> EXTRACTED INFORMATION:
§ §
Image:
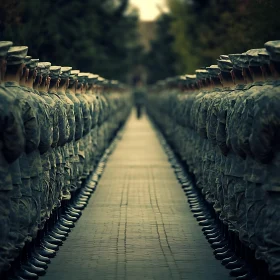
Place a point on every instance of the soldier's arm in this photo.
(265, 130)
(78, 123)
(55, 128)
(13, 135)
(31, 127)
(64, 130)
(46, 133)
(87, 119)
(221, 127)
(71, 121)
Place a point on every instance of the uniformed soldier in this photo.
(71, 92)
(68, 147)
(61, 151)
(26, 217)
(12, 146)
(264, 144)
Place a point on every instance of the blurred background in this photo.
(132, 40)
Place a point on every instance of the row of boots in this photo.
(227, 247)
(35, 257)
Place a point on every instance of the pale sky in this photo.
(148, 8)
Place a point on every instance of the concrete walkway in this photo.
(138, 224)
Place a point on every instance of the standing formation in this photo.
(56, 123)
(224, 122)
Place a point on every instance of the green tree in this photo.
(204, 29)
(90, 35)
(160, 60)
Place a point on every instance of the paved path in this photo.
(138, 224)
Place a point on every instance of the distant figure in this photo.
(139, 98)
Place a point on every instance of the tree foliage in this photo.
(160, 60)
(204, 29)
(91, 35)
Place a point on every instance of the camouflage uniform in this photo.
(48, 159)
(79, 125)
(21, 169)
(64, 132)
(86, 129)
(12, 146)
(68, 148)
§ §
> WORK ITEM:
Pictures do not belong in the copy; repeat the rest of the listing exactly.

> TASK RESPONSE:
Image:
Place a point on every instance of the soldier's arm in this photo.
(265, 130)
(78, 123)
(55, 128)
(13, 135)
(31, 127)
(64, 130)
(46, 133)
(87, 119)
(221, 127)
(71, 121)
Place a point on every instance of the uniformed soldier in this photo.
(71, 92)
(68, 147)
(61, 151)
(26, 217)
(12, 146)
(264, 144)
Place a point on every instance of the blurred background in this photo.
(132, 40)
Place a point on every instance of the row of boots in this photo.
(227, 247)
(35, 257)
Place a point on every instance of the pale sky in this photo.
(148, 8)
Place a point on every instance of the concrete walkway in this photo.
(138, 224)
Place a point on every instance of the standing formation in this photo.
(56, 123)
(224, 122)
Place a point on every instance of the green tree in this photo.
(204, 29)
(90, 35)
(160, 60)
Place a point on every instance of the paved path in this photo.
(138, 224)
Place a point on every instance of the distant figure in this photo.
(139, 98)
Place a point on every instance of the tree foliage in this photo.
(160, 60)
(204, 29)
(91, 35)
Place a point on every instance of the camouflage uniform in this photo.
(48, 159)
(79, 125)
(21, 169)
(64, 132)
(86, 129)
(12, 146)
(68, 148)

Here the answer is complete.